▸ GIVEN REQUEST: Count the lines in the items below that contain the string "person" and reply with only that number.

▸ DATA EXTRACT:
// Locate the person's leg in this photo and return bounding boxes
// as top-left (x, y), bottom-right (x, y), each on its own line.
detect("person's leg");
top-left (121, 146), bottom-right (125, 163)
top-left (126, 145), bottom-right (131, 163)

▸ TASK RESPONSE: 2